Zitierter Textauszug:
--------
Beim Parteitag der SPD in Hannover wurde Peer Steinbrück mit guten 93 Prozent zum Kanzlerkandidaten gewählt. Er haucht dem alten Traum der SPD von einer gerechteren Gesellschaft neues Leben ein. Ein Kommentar von Rüdiger Oppers.
Eine Kandidatenkür vermag auch die zänkischste Partei in eine Gesellschaft zur gegenseitigen Bewunderung zu verwandeln. So war es beim Königinnenfest des Kanzlerinnenwahlvereins CDU, und so war es gestern bei Peers Party. Überbewerten darf man solche Veranstaltungen nicht. Acht Minuten Jubelsturm für Angela Merkel, mehr als zehn für Steinbrück, über die wahre Chancenverteilung sagen solche Vermessungen von Stimmungen nichts aus. Für den SPD-Kanzlerkandidaten war aber das Wahlergebnis von größter Bedeutung. Seinen rumpeligen Start mit quälenden Debatten über Vortragshonorare hätte der Parteitag auch mit einem Denkzettel quittieren können. Entsprechend sichtbar erleichtert hat Peer Steinbrück die guten 93 Prozent Zustimmung der Delegierten aufgenommen.
Mit einer kämpferischen Rede hat er endlich die Herzen der Genossen gewonnen. Dass Deutschland wieder mehr „Wir“ und weniger „Ich“ braucht, ist ein packender Slogan, der den SPD-Wahlkampf prägen wird. Angesichts einer scheinbar unbeherrschbar gewordenen Marktwirtschaft, die jeden Tag mit brandneuen Krisen die Bürger verunsichert, ist der Appell an die soziale Verantwortung goldrichtig. Peer Steinbrück, sonst ein kühler Pragmatiker und keineswegs Vertreter der Parteigruppe „Rote Pumpe“, hat in seiner programmatischen Rede eine überraschende Linkskurve gewagt. Mit der Ankündigung, der „soziale Wohlfahrtsstaat“ müsse das gesellschaftliche Ziel einer SPD-geführten Bundesregierung sein, hat er eine Richtung vorgegeben, die seine Partei zur klaren Alternative macht.
--------
Zu bearbeitende Aufgaben:
[a] In welcher Stadt fand laut dem Kommentar zum SPD-Parteitag der Parteitag statt, auf dem Peer Steinbrück zum Kanzlerkandidaten gewählt wurde?
[b] Schreiben Sie aus dem Kommentar zum SPD-Parteitag den Abschnitt von „Eine Kandidatenkür vermag“ bis „der Delegierten aufgenommen.“ wortgetreu ab.
[c] Setzen Sie den Kommentar zum SPD-Parteitag im Anschluss an dessen letzten Satz fort.
Die nachstehenden Datensätze werden für die Bearbeitung nicht benötigt.

Datenauflistung:
--------
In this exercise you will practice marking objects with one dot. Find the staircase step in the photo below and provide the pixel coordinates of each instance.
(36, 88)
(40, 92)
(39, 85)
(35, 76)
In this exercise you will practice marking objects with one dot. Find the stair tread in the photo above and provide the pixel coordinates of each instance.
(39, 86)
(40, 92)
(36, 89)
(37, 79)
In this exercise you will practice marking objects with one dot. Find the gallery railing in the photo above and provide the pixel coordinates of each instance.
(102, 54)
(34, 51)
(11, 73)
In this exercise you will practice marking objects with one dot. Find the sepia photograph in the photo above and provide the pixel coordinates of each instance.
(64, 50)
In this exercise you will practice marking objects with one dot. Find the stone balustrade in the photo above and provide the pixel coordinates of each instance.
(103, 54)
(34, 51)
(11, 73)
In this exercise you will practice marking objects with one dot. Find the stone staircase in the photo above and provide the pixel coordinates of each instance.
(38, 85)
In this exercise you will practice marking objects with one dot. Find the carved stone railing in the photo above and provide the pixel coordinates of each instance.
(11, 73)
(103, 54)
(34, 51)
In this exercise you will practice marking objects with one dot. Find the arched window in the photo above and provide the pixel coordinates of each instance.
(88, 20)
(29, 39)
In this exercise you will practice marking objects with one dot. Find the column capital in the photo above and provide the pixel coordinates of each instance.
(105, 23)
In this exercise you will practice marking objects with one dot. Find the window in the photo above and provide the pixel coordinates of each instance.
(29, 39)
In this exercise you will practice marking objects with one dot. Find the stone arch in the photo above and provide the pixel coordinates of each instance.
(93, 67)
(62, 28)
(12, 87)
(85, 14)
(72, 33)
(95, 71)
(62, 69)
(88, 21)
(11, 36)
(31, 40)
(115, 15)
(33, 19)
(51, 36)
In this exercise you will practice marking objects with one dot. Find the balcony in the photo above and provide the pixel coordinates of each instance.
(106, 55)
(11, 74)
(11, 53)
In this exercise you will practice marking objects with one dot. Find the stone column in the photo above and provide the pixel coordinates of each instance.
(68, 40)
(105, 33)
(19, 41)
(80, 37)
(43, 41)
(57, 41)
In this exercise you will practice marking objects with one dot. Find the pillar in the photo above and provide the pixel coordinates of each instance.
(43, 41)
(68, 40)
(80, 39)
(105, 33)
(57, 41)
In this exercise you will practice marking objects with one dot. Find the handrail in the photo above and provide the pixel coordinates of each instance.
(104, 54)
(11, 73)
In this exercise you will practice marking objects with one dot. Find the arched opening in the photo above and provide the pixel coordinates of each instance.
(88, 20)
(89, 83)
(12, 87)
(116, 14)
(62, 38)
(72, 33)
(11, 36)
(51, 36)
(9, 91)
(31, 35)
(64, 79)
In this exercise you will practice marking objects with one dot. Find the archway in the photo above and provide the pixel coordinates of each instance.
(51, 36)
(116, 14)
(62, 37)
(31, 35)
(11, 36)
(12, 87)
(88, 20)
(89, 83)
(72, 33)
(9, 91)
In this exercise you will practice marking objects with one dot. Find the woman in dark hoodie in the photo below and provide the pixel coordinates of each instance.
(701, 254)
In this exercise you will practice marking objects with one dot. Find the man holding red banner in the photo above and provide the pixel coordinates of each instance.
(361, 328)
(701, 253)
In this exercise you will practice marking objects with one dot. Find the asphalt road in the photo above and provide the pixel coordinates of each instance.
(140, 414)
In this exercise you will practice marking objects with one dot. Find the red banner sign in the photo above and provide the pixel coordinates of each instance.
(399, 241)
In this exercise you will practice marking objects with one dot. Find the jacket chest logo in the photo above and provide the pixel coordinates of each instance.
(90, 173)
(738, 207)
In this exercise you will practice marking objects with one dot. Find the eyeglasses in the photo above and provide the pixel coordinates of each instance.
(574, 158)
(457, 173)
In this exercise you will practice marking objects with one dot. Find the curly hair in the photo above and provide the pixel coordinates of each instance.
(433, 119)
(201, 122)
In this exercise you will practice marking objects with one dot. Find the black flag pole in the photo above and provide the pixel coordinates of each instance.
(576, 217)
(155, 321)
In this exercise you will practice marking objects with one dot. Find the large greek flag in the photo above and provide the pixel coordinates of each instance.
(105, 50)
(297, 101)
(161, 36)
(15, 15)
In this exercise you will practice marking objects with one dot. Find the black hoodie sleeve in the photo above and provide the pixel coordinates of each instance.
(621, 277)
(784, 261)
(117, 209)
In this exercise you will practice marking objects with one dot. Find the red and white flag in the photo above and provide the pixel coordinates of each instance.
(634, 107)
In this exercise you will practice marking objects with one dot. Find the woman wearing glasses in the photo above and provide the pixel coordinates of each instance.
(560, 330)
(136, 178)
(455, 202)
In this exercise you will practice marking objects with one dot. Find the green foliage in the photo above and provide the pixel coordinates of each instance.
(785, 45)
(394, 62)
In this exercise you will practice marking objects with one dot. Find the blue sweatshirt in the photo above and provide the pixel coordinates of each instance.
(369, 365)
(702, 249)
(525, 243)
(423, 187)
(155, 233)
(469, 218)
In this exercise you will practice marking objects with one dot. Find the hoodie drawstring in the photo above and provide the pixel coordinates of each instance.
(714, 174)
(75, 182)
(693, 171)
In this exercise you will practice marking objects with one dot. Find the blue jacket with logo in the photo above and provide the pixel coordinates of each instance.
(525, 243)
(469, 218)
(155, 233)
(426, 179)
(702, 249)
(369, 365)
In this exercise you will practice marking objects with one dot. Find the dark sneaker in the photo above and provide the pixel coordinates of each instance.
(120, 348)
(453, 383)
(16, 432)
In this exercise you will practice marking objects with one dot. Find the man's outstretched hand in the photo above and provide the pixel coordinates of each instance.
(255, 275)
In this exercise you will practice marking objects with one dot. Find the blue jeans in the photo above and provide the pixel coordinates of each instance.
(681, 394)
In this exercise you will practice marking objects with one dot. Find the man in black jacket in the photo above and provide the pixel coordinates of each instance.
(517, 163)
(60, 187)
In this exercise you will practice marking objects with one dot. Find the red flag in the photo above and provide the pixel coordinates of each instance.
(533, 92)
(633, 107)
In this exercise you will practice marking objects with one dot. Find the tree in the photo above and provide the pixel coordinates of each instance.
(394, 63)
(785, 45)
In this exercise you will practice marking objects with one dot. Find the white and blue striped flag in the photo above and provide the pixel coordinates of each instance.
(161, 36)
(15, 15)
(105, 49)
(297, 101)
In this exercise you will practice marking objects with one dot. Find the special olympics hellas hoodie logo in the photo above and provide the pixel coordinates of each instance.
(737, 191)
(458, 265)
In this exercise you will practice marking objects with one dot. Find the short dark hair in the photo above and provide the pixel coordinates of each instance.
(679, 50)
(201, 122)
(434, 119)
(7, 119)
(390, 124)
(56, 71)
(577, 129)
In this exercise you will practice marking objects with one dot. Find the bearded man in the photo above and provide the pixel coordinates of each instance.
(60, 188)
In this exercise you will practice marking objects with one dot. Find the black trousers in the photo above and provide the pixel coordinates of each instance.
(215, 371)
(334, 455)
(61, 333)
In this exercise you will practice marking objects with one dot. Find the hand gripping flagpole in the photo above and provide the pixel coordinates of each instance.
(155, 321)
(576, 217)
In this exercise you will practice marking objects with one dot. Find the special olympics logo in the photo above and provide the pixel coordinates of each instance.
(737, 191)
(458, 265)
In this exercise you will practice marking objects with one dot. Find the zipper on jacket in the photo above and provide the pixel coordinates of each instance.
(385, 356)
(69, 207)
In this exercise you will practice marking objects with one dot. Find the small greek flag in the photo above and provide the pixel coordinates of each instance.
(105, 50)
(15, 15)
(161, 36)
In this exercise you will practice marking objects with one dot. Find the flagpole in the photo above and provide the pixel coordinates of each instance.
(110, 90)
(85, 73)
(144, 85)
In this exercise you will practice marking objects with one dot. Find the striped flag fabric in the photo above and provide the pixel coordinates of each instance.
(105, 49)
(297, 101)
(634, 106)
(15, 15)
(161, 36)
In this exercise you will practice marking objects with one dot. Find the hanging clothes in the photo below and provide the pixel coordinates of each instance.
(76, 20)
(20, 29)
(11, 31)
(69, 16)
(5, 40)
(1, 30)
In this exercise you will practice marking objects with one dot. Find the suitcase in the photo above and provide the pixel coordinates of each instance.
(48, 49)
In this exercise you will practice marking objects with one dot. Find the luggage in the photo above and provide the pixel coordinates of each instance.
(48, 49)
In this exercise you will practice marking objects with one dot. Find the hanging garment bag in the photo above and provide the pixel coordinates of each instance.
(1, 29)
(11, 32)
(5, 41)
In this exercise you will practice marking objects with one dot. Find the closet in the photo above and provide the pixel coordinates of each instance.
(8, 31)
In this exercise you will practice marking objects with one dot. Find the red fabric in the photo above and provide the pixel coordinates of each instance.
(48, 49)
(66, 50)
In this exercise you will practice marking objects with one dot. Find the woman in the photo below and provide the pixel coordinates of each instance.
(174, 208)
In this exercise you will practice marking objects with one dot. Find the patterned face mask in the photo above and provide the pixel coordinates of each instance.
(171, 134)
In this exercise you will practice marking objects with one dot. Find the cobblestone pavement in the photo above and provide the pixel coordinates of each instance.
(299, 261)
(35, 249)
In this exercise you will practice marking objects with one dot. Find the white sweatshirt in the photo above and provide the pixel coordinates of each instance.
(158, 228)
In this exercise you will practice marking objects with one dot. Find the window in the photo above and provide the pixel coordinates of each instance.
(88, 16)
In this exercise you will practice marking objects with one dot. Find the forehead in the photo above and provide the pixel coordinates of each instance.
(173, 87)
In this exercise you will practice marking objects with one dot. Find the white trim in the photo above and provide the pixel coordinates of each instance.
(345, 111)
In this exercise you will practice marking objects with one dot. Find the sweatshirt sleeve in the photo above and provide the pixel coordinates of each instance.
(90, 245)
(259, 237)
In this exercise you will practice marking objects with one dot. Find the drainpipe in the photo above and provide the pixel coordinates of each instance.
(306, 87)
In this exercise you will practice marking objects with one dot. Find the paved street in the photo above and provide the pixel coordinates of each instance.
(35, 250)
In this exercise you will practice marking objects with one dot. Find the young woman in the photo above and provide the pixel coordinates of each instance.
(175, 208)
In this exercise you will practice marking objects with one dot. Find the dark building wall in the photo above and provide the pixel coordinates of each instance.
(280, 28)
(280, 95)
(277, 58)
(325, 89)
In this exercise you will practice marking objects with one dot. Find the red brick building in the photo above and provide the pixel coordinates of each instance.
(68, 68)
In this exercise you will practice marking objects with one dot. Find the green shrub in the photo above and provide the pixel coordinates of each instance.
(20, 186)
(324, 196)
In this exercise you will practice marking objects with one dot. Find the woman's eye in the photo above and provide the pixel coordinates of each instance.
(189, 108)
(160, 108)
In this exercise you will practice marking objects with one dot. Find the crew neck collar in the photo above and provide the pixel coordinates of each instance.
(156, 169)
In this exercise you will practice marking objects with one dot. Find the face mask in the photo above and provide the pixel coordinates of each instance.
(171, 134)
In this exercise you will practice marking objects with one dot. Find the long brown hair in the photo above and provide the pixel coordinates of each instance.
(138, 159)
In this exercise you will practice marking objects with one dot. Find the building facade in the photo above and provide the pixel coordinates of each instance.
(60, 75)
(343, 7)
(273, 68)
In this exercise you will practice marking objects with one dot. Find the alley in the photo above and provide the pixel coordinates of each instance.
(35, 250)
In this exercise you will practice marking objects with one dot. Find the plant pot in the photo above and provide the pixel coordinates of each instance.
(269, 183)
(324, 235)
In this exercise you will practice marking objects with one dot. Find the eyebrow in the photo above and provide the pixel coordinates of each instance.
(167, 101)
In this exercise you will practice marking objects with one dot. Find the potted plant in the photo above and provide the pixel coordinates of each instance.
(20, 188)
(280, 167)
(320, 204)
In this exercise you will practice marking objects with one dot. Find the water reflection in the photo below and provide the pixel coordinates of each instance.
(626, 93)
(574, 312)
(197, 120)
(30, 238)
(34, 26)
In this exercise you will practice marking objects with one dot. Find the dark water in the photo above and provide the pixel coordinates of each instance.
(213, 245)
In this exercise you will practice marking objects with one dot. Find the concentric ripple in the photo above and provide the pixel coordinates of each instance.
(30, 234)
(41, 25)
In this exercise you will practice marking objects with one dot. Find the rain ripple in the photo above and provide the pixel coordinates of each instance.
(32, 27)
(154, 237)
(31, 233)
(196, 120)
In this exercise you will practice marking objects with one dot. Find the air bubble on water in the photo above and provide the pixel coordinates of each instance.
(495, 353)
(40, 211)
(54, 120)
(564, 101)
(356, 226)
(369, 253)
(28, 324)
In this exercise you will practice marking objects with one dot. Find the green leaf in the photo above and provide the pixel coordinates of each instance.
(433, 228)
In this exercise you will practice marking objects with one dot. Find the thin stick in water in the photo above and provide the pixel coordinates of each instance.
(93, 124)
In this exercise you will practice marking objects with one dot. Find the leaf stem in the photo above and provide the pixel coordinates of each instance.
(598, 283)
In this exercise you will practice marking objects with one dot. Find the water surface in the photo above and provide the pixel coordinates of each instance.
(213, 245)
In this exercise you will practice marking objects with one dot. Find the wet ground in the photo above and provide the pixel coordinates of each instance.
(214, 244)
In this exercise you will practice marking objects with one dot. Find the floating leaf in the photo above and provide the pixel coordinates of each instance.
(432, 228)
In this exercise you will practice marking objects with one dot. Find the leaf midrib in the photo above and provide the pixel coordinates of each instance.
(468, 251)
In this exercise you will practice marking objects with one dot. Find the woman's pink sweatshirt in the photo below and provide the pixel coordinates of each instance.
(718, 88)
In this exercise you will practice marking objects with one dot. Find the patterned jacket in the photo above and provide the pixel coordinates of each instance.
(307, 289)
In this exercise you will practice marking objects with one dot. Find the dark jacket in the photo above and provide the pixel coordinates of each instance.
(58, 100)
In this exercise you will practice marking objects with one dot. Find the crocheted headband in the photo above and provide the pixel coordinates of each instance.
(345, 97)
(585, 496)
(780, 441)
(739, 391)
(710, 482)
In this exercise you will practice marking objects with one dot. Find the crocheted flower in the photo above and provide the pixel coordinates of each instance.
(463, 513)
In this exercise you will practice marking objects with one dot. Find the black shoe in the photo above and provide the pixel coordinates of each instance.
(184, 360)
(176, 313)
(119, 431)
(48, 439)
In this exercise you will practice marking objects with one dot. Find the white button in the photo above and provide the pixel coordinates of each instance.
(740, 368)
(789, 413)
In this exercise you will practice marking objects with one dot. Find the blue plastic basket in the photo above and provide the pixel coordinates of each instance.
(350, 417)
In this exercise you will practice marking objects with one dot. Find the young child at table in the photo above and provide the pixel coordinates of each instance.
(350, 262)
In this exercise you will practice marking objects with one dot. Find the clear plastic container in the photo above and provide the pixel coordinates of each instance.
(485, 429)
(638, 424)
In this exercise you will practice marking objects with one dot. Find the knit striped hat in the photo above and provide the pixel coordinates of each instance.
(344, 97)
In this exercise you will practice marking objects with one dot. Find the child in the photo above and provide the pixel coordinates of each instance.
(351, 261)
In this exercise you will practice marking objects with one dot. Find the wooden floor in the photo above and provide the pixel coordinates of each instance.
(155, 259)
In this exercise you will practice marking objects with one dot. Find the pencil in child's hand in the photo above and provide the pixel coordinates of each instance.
--------
Lösungen:
[a] In Hannover.

[b]
Eine Kandidatenkür vermag auch die zänkischste Partei in eine Gesellschaft zur gegenseitigen Bewunderung zu verwandeln. So war es beim Königinnenfest des Kanzlerinnenwahlvereins CDU, und so war es gestern bei Peers Party. Überbewerten darf man solche Veranstaltungen nicht. Acht Minuten Jubelsturm für Angela Merkel, mehr als zehn für Steinbrück, über die wahre Chancenverteilung sagen solche Vermessungen von Stimmungen nichts aus. Für den SPD-Kanzlerkandidaten war aber das Wahlergebnis von größter Bedeutung. Seinen rumpeligen Start mit quälenden Debatten über Vortragshonorare hätte der Parteitag auch mit einem Denkzettel quittieren können. Entsprechend sichtbar erleichtert hat Peer Steinbrück die guten 93 Prozent Zustimmung der Delegierten aufgenommen.

[c]
Angela Merkel, die nur gefühlt „ewige Kanzlerin“ ist, tatsächlich aber bisher nur knapp Gerhard Schröder überrundet hat, darf sich auf einen klugen, ehrgeizigen Herausforderer freuen, dessen Aussichten, die „Wende“ zu packen, seit gestern wieder gestiegen sind. Peer Steinbrück versucht nicht, sie in der Mitte zu schlagen, wo sie sich häuslich eingerichtet hat, sondern er haucht dem alten Traum der SPD von einer gerechteren Gesellschaft neues Leben ein. Wie das zu bezahlen ist, wird auf Jubelparteitagen nicht gefragt. Den Wähler wird es allerdings interessieren.